Rewrite the rows in the stretch from the line containing "For each instance of the woman's hand" through the line containing "For each instance of the floor", ends included, with every request copied unchanged and each coordinate in the answers raised by 9. Give only those lines.
** BEGIN **
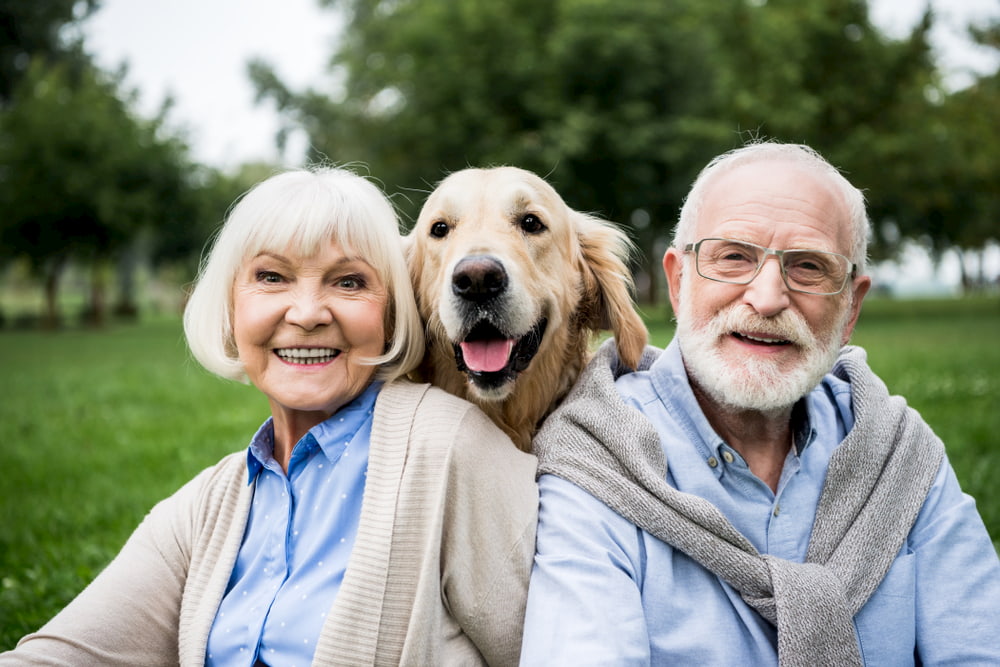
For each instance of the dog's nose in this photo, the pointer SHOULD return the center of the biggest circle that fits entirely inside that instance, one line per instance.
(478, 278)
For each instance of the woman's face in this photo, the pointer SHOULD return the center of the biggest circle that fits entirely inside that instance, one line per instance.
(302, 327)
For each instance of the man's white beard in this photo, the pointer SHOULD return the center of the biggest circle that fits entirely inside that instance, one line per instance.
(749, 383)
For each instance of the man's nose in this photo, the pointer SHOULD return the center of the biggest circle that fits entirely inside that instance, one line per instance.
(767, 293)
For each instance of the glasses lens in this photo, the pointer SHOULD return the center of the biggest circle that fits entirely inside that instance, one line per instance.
** END **
** BEGIN **
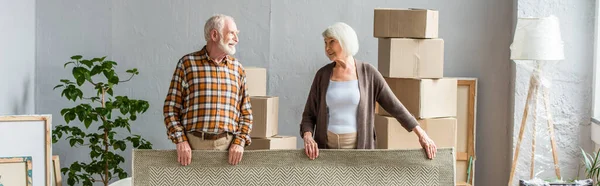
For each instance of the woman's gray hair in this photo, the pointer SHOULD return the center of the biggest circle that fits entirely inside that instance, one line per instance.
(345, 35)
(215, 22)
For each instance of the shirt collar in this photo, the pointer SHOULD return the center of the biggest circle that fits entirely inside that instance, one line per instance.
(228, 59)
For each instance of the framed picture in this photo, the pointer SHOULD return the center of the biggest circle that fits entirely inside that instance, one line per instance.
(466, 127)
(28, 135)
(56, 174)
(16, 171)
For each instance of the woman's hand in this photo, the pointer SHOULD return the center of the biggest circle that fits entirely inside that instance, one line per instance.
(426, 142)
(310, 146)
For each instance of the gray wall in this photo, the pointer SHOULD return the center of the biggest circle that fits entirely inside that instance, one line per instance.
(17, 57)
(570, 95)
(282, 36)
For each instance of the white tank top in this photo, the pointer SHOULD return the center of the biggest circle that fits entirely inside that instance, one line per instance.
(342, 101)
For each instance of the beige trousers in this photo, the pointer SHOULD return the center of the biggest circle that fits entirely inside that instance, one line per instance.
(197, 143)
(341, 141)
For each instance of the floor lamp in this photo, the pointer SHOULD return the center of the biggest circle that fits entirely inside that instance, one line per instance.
** END **
Response for this exercise:
For each instance of the woman's hand in this photo, the pointer SHOULD return the center of the biggest circle that fits entirely inside that instance, one line per instance.
(435, 151)
(319, 155)
For each instance of the gray wall in this photo, the pointer SHOULD return the center of the biggest circle that fits entirely inside that instance, one line per instance.
(26, 66)
(579, 104)
(291, 45)
For each instance of the white tank top in this photo, the pointer SHOULD return the center of the biggest circle that fits entirely inside that instance, one line per instance.
(351, 110)
For each instance of the beige trousers in this photo, the pointer SHOULD return the center of the biggest circle that fits entirely inside that instance, one line per instance.
(206, 152)
(350, 150)
For each instance of the floor lamp in this photo, the pointer SHOULD return the center of the biggest circle that fits entirely inside that instance, one line per instance.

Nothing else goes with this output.